** Instructions to follow **
Transcribe the portion of the forum thread on memory limits that begins at the words "5) I replace" and ends after "as new wave).".

** Page text **
★ ★ ★ ★ ★ ★ ★

How large are those 3D waves? Are they double precision? Could they be in single precision?
May 6, 2013 at 08:31 am - Permalink
The 3-D matrices are created in fluoreSizeBin(...). Why again do you want to turn them back in to 1-D waves with AppendFluoreWaves(...)?
Where are you replacing 0's by NaN's ... I don't see that in your code? Have you thought about first transforming the 0's to NaN's in the CSV files using a text-editor?
--
J. J. Weimer
Chemistry / Chemical & Materials Engineering, UAHuntsville
May 6, 2013 at 09:29 am - Permalink
First of all thanks for comments. I will try to explain why and how I do those calculations. Firstly, the routine works great for small datasets.
1) I get an "out of memory error" when I run the routine with large datasets.
2) I can't change zeros with NANs in the csv files because those zeros and/or NANs are output of several calculations. It means, original data may or may not contain zeros and/ot NANs. However this is not directly related to the output data which is a product of several csv files.
3) I don't convert them from 3-D matrices into 1D waves. I just append seperate outputs (one resulting wave from each csv file) into a single wave. However I have to decompose 3-D wave to 1D waves to be able to use WaveStats or StatsQuantiles or mean functions. They work only for 1D waves.
4) Only date time waves have to be in double precision but the others can have single precision.
5) I replace zeros with NANs in a separate function which I didn't put here. This function handles only statistical analysis.
6) With "large" I mean a 3-D matrice consists of almost 10 Million rows, 60 Columns and 3 Layers. There are also single waves having almost same number of data points. When I analyse only 60 csv files (around 500,000 rows, 60 columns, 3 layers) the total memory used reaches 3.4 GB.
So, you suggest using single precision waves instead of double precision to save some memory.
Some more information concerning how the entire toolkit runs:
i) User chooses one or more csv data. These data are read and saved into separate data folders. In each data folder, data points are read from csv files and saved in separate waves ( each column or let's say parameter as new wave).
ii) Routine works for each data folder one by one and the results are written in current data folders to prevent owerwriting.
iii) After that, resulting waves from separate data folders are appended into single waves and the remainder (data folders containing row files) is deleted.
Cheers,
Emre
May 7, 2013 at 05:32 am - Permalink
Well, this produces a wave of 360 MB
and this of 720 MB
Depending and what the data are and the precision you need that could be a possibility. Maybe even integer waves... it really depends on what you are working on. Otherwise have a look at
May 7, 2013 at 06:56 am - Permalink
May 7, 2013 at 08:02 am - Permalink
That's 1.8e9 data points. If it is single precision data, that's 7.2e9 bytes, which is more than twice the address space available to a 32-bit program. And your sequence of steps produces several waves and copies of waves. Within the 3-GByte address space available to a 32-bit program on 32-bit Windows, you also have to load Igor itself, have memory for graphs, etc.

★ ★ ★ ★ ★ ★ ★

Rows from a box labeling dataset:
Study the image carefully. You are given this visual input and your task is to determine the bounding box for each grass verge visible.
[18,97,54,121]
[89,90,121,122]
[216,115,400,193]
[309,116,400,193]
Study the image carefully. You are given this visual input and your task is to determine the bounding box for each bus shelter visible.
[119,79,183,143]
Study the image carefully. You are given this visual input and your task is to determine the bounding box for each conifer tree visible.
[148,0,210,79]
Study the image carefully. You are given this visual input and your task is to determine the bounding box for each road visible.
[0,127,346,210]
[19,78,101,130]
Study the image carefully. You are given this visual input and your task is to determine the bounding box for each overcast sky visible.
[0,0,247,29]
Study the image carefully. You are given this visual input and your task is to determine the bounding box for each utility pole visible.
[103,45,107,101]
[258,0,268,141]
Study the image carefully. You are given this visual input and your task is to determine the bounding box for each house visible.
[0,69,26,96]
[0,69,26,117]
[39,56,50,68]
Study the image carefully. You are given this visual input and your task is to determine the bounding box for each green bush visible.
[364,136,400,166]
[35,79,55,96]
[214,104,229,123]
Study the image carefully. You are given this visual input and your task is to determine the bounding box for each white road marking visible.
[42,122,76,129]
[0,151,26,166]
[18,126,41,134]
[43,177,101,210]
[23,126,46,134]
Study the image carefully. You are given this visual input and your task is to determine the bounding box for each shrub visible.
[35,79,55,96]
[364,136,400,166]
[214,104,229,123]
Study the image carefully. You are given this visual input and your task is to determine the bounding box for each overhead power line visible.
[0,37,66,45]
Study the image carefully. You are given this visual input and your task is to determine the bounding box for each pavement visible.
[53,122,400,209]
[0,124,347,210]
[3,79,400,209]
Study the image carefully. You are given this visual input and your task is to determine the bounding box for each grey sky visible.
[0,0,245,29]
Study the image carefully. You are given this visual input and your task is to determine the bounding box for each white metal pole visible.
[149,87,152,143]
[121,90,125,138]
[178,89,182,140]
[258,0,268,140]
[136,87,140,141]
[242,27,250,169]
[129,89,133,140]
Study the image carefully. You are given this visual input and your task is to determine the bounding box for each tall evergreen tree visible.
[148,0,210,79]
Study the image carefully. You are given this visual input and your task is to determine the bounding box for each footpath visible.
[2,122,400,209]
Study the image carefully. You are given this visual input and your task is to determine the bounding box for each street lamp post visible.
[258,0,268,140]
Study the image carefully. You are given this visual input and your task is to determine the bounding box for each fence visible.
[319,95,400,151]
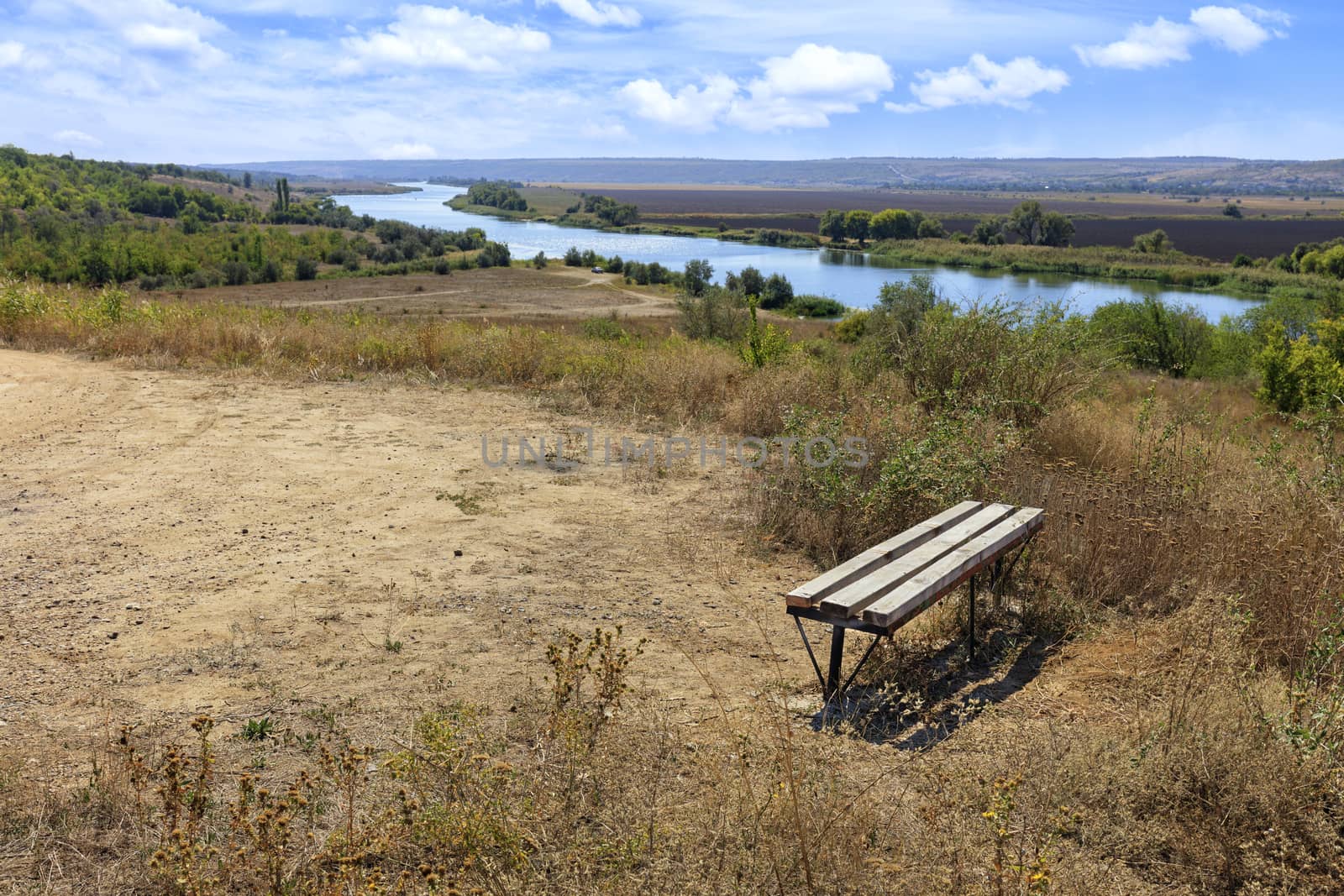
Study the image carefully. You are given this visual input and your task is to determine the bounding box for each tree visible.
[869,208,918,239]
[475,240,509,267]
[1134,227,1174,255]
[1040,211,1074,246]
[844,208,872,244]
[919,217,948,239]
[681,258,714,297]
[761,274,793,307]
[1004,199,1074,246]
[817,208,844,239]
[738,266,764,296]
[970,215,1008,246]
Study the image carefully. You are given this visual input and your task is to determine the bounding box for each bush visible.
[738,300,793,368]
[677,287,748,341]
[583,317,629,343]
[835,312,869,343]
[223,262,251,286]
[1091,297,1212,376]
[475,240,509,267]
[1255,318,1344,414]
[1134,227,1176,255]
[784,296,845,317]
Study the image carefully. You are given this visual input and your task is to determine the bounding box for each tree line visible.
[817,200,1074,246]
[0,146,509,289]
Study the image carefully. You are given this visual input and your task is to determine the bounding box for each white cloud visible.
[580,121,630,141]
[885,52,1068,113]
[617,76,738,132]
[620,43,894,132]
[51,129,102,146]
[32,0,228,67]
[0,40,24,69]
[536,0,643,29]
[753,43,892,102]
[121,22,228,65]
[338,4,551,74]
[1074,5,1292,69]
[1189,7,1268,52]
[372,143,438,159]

★ ★ ★ ★ ★ ★ ★

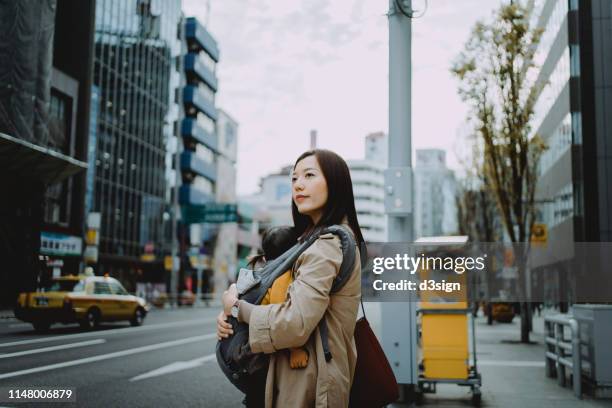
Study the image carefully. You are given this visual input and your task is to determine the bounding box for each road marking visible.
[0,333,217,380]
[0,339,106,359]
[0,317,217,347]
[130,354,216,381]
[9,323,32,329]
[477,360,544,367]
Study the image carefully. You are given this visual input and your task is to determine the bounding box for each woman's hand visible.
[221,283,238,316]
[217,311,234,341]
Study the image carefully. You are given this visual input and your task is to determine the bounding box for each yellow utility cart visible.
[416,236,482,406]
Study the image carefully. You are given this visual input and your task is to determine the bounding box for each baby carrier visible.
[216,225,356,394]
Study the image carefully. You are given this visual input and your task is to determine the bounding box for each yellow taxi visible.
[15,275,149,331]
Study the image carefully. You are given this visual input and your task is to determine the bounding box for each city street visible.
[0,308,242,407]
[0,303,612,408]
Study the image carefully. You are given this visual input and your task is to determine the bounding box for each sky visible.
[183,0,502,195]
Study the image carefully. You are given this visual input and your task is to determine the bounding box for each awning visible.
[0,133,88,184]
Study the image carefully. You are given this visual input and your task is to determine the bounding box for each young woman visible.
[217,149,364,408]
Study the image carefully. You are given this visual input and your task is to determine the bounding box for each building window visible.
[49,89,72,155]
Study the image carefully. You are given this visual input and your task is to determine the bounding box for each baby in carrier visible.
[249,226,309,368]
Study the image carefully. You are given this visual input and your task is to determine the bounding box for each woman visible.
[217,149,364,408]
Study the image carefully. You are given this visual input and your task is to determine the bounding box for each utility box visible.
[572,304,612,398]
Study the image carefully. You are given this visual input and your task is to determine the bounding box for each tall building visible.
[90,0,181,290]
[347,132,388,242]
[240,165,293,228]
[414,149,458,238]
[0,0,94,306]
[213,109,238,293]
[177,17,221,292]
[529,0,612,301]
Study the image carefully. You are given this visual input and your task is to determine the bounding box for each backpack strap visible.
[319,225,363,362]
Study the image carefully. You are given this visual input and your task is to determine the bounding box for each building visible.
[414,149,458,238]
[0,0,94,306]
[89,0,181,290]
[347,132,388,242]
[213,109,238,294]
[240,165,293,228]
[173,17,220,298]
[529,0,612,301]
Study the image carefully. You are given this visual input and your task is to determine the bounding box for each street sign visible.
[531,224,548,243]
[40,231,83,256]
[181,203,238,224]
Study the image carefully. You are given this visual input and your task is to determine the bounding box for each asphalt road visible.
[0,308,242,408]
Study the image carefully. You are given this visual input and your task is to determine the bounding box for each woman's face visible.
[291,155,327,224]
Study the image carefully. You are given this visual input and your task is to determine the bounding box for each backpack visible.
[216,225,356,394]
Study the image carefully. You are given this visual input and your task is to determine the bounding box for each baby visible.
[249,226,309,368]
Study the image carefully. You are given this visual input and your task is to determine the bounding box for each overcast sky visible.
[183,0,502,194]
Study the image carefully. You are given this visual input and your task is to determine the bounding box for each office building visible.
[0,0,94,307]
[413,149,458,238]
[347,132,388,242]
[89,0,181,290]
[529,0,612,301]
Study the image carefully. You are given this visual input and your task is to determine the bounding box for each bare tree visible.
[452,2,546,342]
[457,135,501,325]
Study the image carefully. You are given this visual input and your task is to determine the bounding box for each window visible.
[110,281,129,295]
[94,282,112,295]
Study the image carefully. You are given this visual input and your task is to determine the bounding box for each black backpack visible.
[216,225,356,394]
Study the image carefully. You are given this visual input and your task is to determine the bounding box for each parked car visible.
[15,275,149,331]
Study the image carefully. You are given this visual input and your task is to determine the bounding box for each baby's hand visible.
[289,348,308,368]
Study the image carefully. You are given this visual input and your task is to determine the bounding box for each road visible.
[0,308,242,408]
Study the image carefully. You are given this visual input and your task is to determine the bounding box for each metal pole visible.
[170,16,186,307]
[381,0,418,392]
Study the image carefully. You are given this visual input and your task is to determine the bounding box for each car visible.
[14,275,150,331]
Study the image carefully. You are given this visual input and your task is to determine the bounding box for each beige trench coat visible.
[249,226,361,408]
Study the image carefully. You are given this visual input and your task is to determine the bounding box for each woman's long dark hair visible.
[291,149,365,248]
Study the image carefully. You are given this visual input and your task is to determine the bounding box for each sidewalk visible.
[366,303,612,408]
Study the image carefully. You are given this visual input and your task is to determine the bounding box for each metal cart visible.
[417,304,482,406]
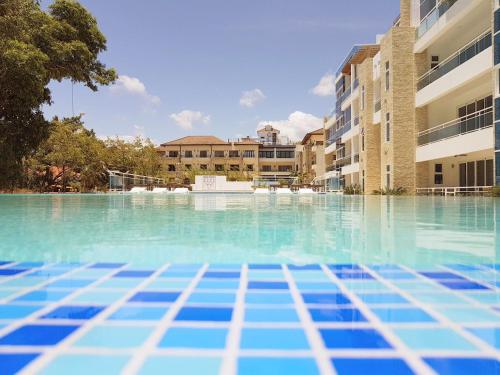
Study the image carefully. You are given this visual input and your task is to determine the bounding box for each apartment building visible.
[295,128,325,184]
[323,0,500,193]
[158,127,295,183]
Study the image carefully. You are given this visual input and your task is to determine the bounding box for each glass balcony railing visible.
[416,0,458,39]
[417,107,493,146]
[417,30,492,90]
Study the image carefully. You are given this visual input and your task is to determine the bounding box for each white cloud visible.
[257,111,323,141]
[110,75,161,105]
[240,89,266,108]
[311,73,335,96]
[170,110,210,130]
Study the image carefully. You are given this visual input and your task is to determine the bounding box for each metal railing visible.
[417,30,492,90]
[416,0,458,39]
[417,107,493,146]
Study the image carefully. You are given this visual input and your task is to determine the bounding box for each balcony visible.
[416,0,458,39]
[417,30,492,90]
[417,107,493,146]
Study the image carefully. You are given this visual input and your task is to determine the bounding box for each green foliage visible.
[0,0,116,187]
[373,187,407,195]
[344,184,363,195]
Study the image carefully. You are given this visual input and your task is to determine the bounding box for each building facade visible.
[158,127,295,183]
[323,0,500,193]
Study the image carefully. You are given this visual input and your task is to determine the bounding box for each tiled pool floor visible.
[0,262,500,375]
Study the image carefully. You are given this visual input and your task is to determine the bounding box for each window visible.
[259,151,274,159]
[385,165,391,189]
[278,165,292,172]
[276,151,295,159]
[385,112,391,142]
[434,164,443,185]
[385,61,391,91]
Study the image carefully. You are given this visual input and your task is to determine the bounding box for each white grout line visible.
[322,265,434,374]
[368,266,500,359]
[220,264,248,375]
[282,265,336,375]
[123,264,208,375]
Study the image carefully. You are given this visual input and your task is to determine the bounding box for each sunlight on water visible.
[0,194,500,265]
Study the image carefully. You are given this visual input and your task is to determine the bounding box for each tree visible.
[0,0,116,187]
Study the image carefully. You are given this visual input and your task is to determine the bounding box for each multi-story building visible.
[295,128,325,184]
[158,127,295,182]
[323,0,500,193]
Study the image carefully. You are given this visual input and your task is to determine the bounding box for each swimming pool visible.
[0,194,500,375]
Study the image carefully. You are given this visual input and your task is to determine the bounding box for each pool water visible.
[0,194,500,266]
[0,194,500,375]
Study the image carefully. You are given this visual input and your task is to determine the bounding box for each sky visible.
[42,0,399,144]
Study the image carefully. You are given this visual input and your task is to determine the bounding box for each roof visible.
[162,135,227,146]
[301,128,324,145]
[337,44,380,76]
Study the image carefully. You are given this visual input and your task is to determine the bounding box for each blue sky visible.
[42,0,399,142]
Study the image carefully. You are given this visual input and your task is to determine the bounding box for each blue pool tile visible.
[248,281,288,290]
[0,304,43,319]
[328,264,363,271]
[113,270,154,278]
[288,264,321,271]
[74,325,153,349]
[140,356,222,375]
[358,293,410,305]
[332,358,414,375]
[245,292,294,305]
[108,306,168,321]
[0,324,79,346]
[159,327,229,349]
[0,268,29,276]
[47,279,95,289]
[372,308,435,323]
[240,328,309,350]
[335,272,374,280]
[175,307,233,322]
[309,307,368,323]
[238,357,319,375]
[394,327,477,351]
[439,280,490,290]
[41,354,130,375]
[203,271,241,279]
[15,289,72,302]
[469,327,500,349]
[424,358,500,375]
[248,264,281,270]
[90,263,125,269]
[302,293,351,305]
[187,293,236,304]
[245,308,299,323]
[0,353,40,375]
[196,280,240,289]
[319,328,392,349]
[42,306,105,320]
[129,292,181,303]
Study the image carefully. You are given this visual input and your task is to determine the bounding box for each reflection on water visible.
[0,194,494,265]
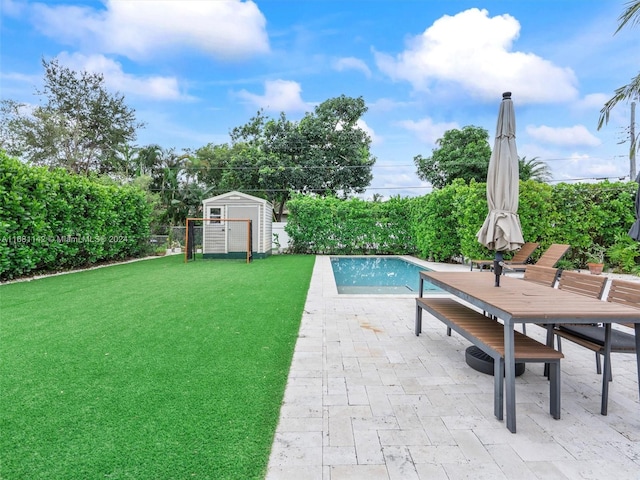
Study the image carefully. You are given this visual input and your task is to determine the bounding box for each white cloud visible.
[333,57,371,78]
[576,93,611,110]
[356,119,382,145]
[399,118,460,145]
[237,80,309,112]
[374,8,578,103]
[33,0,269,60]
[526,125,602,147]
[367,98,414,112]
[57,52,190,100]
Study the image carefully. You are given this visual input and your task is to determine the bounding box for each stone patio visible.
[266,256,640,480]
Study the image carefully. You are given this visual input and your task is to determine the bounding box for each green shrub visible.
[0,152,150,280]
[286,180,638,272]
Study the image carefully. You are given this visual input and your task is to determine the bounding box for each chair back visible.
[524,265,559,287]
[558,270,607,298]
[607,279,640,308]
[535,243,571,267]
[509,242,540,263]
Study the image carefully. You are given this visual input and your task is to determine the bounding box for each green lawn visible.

★ ★ ★ ★ ★ ★ ★

** Solved exercise **
5) I replace zeros with NANs in a separate function which I didn't put here. This function handles only statistical analysis.
6) With "large" I mean a 3-D matrice consists of almost 10 Million rows, 60 Columns and 3 Layers. There are also single waves having almost same number of data points. When I analyse only 60 csv files (around 500,000 rows, 60 columns, 3 layers) the total memory used reaches 3.4 GB.
So, you suggest using single precision waves instead of double precision to save some memory.
Some more information concerning how the entire toolkit runs:
i) User chooses one or more csv data. These data are read and saved into separate data folders. In each data folder, data points are read from csv files and saved in separate waves ( each column or let's say parameter as new wave).